*Written task*
Copy the html2text documentation below in full, without changing any character.
[Start of Text shown]
Turn HTML into equivalent Markdown-structured text.
—
Primary conversion functionality for transforming HTML into Markdown or plain text. Provides both simple one-shot conversion and advanced configurable conversion with extensive formatting options.
Convenience function for straightforward HTML to Markdown conversion with minimal configuration.
def html2text(html: str, baseurl: str = "", bodywidth: Optional[int] = None) -> str:
"""
Convert HTML string to Markdown/text using default settings.
Args:
html: HTML string to convert
baseurl: Base URL for resolving relative links (default: "")
bodywidth: Text wrapping width, None uses config.BODY_WIDTH (default: None)
Returns:
Converted Markdown/text string
Example:
>>> import html2text
>>> html = "<p><strong>Bold</strong> and <em>italic</em></p>"
>>> print(html2text.html2text(html))
[End of Text shown]
[Start of Extracted information]
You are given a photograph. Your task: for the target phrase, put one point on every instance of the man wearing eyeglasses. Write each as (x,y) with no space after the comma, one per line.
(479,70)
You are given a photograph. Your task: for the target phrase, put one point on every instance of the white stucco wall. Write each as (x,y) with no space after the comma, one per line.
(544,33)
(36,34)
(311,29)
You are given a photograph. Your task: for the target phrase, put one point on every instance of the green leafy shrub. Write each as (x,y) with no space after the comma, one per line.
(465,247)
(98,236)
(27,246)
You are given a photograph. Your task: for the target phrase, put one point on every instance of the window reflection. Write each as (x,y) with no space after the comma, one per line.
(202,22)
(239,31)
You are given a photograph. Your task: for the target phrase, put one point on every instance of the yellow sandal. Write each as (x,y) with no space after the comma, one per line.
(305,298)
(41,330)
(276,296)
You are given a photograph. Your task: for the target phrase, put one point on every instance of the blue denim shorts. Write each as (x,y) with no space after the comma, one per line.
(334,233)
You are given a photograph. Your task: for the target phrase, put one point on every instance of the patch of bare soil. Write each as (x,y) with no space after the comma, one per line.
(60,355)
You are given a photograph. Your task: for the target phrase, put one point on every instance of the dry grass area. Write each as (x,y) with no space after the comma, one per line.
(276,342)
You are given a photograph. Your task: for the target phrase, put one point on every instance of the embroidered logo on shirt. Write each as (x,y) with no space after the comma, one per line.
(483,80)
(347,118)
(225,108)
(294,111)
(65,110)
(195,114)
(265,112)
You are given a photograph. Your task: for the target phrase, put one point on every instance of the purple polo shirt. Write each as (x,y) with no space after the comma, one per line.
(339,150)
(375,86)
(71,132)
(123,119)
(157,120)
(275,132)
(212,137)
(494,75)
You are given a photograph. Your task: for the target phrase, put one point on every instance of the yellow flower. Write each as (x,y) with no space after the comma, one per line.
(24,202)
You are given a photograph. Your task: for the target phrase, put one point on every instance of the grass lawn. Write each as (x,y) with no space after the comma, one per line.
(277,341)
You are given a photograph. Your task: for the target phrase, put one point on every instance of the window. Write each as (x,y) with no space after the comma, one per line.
[End of Extracted information]
*Result of this task*
Turn HTML into equivalent Markdown-structured text.
—
Primary conversion functionality for transforming HTML into Markdown or plain text. Provides both simple one-shot conversion and advanced configurable conversion with extensive formatting options.
Convenience function for straightforward HTML to Markdown conversion with minimal configuration.
def html2text(html: str, baseurl: str = "", bodywidth: Optional[int] = None) -> str:
"""
Convert HTML string to Markdown/text using default settings.
Args:
html: HTML string to convert
baseurl: Base URL for resolving relative links (default: "")
bodywidth: Text wrapping width, None uses config.BODY_WIDTH (default: None)
Returns:
Converted Markdown/text string
Example:
>>> import html2text
>>> html = "<p><strong>Bold</strong> and <em>italic</em></p>"
>>> print(html2text.html2text(html))